- [Problem to solve]
Below are some entries. Copy each line in them that holds "rally".

[Free-text object descriptions]
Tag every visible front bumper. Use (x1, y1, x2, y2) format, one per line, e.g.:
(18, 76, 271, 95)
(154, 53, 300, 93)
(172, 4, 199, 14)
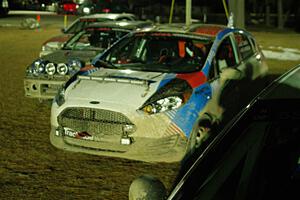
(24, 76, 70, 99)
(50, 125, 187, 163)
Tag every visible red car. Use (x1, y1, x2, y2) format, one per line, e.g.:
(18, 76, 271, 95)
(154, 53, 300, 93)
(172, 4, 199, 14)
(58, 0, 78, 14)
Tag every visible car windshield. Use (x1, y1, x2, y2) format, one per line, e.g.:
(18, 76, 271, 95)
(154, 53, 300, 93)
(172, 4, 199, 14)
(65, 18, 110, 34)
(100, 32, 212, 73)
(63, 28, 130, 51)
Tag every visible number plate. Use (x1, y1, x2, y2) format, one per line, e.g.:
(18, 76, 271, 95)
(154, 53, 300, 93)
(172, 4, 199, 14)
(64, 129, 94, 141)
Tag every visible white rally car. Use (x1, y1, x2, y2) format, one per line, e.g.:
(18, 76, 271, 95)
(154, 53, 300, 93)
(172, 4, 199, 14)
(50, 23, 268, 162)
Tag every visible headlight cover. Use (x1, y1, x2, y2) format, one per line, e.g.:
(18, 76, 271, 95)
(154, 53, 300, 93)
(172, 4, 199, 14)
(41, 45, 50, 52)
(140, 79, 192, 114)
(142, 96, 184, 114)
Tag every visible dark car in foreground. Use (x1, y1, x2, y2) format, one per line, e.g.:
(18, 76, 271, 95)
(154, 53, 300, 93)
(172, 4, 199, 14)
(129, 64, 300, 200)
(24, 20, 152, 100)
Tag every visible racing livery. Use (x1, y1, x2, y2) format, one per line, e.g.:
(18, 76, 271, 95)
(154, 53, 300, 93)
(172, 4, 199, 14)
(50, 23, 268, 162)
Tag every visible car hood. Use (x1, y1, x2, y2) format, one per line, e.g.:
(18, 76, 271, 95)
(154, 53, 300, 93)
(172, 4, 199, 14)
(43, 34, 73, 45)
(65, 68, 168, 108)
(41, 49, 102, 63)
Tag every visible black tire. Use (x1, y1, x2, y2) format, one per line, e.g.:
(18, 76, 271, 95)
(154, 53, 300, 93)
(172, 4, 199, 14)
(187, 115, 212, 156)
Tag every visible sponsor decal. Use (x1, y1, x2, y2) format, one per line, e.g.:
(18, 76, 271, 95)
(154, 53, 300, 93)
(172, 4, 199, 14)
(176, 71, 207, 88)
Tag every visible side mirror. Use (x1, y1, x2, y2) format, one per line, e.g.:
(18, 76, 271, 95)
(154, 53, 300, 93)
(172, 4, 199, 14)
(129, 175, 167, 200)
(220, 67, 242, 81)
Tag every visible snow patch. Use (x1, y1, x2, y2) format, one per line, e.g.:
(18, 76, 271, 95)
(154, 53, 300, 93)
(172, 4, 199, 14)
(262, 47, 300, 61)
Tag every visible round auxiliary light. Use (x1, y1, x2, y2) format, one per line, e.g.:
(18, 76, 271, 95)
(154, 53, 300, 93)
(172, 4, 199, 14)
(33, 60, 45, 74)
(45, 63, 56, 75)
(57, 63, 68, 75)
(68, 59, 83, 74)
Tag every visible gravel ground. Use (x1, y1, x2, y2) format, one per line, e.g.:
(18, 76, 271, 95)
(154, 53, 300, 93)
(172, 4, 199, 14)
(0, 25, 299, 200)
(0, 27, 179, 200)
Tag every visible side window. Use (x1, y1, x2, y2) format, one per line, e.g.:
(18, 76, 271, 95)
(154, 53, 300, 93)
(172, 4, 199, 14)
(66, 21, 85, 34)
(215, 36, 237, 71)
(246, 122, 300, 199)
(234, 33, 254, 60)
(117, 17, 130, 21)
(249, 37, 259, 52)
(208, 59, 218, 80)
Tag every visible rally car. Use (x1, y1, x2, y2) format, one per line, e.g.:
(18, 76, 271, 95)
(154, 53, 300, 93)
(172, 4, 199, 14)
(40, 13, 137, 57)
(50, 23, 268, 162)
(24, 20, 152, 100)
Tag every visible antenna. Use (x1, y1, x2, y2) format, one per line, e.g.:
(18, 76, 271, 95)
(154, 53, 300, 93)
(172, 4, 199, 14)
(227, 12, 234, 28)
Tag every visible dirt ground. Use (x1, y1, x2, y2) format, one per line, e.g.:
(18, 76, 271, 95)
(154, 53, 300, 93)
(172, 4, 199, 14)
(0, 26, 299, 199)
(0, 27, 180, 200)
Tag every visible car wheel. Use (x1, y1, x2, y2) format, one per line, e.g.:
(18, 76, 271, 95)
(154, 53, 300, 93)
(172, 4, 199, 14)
(187, 116, 212, 155)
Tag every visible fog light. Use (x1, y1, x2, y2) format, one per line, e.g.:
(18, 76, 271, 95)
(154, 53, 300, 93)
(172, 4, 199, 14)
(55, 127, 64, 136)
(83, 7, 91, 14)
(120, 137, 133, 145)
(55, 129, 60, 136)
(123, 124, 136, 134)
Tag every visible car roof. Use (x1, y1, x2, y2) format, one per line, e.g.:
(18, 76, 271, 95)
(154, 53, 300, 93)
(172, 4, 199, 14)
(260, 64, 300, 100)
(79, 13, 136, 20)
(85, 20, 153, 30)
(142, 23, 228, 38)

- [Exercise result]
Tag every visible white rally car. Use (x1, y1, x2, y2) format, one per line, e.g.:
Tag every visible rally car. Use (x1, y1, x2, y2) format, one per line, e.g.:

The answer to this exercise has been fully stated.